- **Records to use**
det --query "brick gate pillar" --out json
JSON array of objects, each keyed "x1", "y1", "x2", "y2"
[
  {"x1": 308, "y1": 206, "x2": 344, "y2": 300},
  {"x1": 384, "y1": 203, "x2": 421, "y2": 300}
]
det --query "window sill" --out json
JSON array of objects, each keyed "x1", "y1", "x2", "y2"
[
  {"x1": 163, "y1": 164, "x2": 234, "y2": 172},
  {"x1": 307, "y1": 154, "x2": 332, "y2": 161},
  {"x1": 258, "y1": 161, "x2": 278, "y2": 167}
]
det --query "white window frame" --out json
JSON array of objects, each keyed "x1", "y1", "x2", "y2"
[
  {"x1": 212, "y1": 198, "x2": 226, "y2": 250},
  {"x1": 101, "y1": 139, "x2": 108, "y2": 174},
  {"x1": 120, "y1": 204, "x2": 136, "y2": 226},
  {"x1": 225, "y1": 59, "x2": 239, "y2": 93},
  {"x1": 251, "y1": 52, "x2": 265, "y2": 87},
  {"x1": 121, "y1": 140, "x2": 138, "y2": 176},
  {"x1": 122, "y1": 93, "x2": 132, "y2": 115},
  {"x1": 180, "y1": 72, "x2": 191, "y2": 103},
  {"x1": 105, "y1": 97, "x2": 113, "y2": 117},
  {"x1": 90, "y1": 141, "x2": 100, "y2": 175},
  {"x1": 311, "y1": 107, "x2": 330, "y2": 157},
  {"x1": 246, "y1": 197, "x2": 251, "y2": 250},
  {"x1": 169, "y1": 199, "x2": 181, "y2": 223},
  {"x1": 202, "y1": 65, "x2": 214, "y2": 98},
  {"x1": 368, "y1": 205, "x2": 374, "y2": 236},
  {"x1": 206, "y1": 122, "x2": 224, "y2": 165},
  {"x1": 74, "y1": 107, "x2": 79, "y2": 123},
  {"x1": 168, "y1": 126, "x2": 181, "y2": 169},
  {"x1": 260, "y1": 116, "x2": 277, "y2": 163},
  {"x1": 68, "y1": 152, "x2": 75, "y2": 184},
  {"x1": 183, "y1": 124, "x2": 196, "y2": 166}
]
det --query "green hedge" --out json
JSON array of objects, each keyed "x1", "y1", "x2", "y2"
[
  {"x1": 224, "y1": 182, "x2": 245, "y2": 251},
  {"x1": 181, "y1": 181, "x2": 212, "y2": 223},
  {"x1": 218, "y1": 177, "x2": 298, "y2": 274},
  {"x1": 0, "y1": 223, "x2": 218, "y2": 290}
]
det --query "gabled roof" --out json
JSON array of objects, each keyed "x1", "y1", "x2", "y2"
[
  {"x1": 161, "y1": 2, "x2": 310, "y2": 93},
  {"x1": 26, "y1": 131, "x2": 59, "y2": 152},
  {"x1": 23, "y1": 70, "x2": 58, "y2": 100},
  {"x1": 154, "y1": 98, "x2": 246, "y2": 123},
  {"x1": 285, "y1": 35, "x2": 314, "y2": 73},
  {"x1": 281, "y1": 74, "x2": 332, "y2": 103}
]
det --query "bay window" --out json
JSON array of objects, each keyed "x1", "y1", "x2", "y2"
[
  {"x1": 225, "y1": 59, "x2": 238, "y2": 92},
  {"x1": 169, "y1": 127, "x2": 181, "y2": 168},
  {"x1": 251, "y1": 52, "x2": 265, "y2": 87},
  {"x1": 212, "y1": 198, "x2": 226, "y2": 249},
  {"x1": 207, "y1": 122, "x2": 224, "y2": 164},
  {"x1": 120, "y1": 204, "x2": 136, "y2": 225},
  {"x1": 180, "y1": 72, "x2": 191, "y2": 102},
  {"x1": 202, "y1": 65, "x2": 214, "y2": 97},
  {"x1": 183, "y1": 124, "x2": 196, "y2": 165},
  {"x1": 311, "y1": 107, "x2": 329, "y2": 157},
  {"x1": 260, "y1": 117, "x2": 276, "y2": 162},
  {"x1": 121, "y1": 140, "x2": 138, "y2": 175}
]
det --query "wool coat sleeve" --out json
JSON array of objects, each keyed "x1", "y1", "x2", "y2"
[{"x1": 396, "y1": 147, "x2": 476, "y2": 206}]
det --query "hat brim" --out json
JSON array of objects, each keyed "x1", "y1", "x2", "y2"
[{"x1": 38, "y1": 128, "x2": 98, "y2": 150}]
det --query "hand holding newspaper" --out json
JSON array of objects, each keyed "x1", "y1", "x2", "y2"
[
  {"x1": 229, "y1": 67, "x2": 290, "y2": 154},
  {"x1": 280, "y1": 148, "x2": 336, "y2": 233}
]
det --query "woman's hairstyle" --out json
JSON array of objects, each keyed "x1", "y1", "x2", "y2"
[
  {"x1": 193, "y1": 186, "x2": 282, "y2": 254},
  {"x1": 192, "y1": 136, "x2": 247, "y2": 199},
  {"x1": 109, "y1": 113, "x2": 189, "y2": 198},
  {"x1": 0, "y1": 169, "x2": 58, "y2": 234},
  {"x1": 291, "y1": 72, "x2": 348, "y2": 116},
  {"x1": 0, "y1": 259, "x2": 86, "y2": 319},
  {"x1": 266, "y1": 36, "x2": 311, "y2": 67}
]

- **Your objective**
Each line of the data in which the string "window" appears needs to be copied.

- **Answer box**
det --query "window sill" --out json
det --query "white window frame" --out json
det --query "bay window" --out json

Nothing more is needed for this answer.